▶ **PROBLEM REQUIREMENTS**: Return the records in full, exactly as given.

Pointing and labeling entries
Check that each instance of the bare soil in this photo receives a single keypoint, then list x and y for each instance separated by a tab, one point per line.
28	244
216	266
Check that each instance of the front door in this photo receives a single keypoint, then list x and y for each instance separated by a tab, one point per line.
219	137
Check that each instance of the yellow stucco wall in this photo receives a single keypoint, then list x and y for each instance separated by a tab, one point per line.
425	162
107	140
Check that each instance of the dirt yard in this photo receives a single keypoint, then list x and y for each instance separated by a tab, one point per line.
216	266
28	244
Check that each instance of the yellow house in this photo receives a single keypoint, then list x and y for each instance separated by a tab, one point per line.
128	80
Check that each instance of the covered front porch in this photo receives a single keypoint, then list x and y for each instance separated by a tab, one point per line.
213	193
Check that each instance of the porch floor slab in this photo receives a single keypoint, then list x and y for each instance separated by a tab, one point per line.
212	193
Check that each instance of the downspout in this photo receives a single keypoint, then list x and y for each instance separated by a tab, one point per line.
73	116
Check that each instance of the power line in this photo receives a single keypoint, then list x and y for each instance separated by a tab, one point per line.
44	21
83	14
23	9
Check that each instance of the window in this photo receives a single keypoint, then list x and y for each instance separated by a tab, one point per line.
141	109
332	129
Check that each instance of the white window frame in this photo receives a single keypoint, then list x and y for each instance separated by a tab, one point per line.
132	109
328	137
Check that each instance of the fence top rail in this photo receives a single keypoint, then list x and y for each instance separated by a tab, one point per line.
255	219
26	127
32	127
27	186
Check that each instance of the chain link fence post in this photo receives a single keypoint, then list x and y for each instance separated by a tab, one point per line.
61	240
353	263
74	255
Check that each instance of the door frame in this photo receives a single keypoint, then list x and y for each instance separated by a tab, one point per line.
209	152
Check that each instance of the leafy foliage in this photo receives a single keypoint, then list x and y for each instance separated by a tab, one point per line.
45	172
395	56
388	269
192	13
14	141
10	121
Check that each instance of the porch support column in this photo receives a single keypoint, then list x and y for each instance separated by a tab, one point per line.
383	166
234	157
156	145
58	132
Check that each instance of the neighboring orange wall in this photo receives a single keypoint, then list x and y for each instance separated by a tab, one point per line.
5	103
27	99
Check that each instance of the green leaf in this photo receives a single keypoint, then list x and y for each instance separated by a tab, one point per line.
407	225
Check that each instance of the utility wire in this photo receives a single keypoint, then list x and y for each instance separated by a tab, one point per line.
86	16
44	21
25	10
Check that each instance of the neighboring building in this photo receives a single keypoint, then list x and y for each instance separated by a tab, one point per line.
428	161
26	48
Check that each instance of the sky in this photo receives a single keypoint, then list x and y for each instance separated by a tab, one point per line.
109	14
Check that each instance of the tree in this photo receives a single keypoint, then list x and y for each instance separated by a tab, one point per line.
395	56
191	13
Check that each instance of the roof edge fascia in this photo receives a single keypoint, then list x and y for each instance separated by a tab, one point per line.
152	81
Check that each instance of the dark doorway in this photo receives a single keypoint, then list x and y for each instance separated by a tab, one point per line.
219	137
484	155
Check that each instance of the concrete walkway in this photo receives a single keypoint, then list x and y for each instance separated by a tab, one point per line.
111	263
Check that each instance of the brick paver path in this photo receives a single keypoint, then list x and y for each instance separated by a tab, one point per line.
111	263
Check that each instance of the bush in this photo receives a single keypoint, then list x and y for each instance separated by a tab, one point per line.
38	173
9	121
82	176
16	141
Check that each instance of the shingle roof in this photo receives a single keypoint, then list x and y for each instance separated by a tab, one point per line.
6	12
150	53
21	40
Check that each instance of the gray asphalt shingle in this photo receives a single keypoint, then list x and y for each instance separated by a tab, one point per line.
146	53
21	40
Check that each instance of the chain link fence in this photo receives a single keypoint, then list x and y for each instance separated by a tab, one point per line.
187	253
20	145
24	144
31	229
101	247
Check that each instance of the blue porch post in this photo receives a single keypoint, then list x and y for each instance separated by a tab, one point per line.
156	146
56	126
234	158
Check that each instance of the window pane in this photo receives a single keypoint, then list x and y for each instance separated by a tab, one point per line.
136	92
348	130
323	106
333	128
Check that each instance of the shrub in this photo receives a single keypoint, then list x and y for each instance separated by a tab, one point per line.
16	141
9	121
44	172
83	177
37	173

▶ **ANSWER TO THIS PROBLEM**:
Check that each instance of the bare soil in this photo receives a single keypoint, then list x and y for each instance separated by a tab, one point per line.
28	244
216	266
Check that each instance of the front door in this photo receives a single keypoint, then list x and y for each instance separated by a tab, one point per line.
219	137
Check that each instance of the yellow stucco wall in this photo receives a single keypoint, then list x and y for each instance separated by a tab, one point per line.
425	162
107	140
Check that each instance of the dirt yard in this photo receives a single keypoint, then list x and y for each instance separated by a tab, one point per line.
216	266
28	244
Check that each instance of the yellow house in this photo receives a single keypoint, then list x and y for each instance separated by a tab, one point per line.
128	80
Check that each instance of the covered front porch in this photo receives a single keypoint, then list x and y for each instance separated by a tab, one point per line.
213	193
Check that each instance of the porch floor slab in this photo receives a single keypoint, then list x and y for each instance separated by a tab, one point per line.
212	193
Check that each instance of the downspout in this photo receives a single keypoint, then list x and y for each instance separated by a tab, one point per line.
73	116
Check that each instance of the power line in this photo receives a single keypoint, then list x and y for each instance separated by a tab, one point per line.
44	21
83	14
23	9
Check that each instance of the window in this photo receives a single keypoint, then list x and y for each instance separated by a tab, one point per line.
141	109
332	129
Check that each instance of the white window frame in this photo receives a single keypoint, then list x and y for each instance separated by a tab, one point per line.
132	109
328	137
Check that each instance of the fence top rail in this photo receives a single keypoint, then list x and y for each instance separated by a tab, one point per line.
255	219
26	127
32	127
27	186
Check that each instance of the chain link fence post in this photo receives a single keypoint, then list x and y for each instance separated by a tab, one point per line.
61	240
353	263
74	255
Check that each instance of the door frame in this photo receives a single keypoint, then list x and y for each instance separated by a tab, one point per line.
209	152
Check that each instance of the leafy foliage in this photo receives a single keypoint, then list x and y for each instance separated by a tab, one point per line.
45	172
395	56
388	269
192	13
14	141
10	121
Check that each instance of the porch support column in this photo receives a single keypoint, then list x and y for each instance separated by a tab, one point per line.
383	166
234	157
156	145
58	132
Check that each instance of the neighboring orange wall in this photo receives a single keypoint, then list x and y for each instance separated by a tab, one point per line.
5	103
27	99
Check that each instance of the green leaf in this photo receives a single keypoint, then list x and y for each instance separated by a tab, one point per line.
407	225
Check that each instance of the utility wire in this photo receives a single keypoint, then list x and y for each instance separated by a tab, one point per line.
86	16
44	21
25	10
Check that each instance of the neighboring building in this photo receives a single keypoint, then list x and y for each instance separated by a tab, one point per line.
428	161
26	48
Check that each instance of the sky in this photo receives a single keypoint, then list x and y for each instance separated by a tab, one point per line.
109	14
Check that each instance of the tree in this photo receives a single keypoint, then list x and y for each instance separated by a tab, one point per line.
395	56
191	13
Check that each instance of the roof edge fascia in this photo receives a single keypoint, then list x and y for each instance separated by a tab, one point per line.
152	81
Check that each instance of the dark doorway in this photo receives a single keypoint, then list x and y for each instance separated by a tab, one point per line.
219	137
484	155
Check that each instance of the concrete walkway in this photo receives a single keypoint, then list x and y for each instance separated by a tab, one point per line.
111	263
Check that each instance of the brick paver path in this photo receives a single keypoint, then list x and y for each instance separated by a tab, one point per line.
111	263
Check that each instance of the bush in this photo receives a single keypoint, then list x and y for each instance separated by a tab, one point per line.
38	173
9	121
82	176
16	141
Check that each instance of the shingle roof in this photo receives a single keypoint, then list x and y for each instance separated by a tab, one point per line.
6	12
150	53
21	40
Check that each instance of the gray asphalt shingle in this photo receives a single keypoint, then list x and y for each instance separated by a tab, one point per line.
146	53
21	40
Check that each instance of the chain link fence in this photo receives a single keypoint, then list x and y for each instance separated by a tab, one point per line.
187	253
20	145
24	144
31	229
101	247
Check that each instance of the blue porch post in this photo receives a single keypoint, then list x and y for each instance separated by a tab, one point per line.
156	146
56	126
234	158
Check that each instance of the window pane in this photo receives a single keypoint, then list x and y for each instance separated by a tab, one point per line.
136	92
348	130
323	106
333	128
Check that each instance of the shrub in this photo receives a single keypoint, then list x and y for each instance separated by a tab, one point per line.
16	141
9	121
44	172
83	177
37	173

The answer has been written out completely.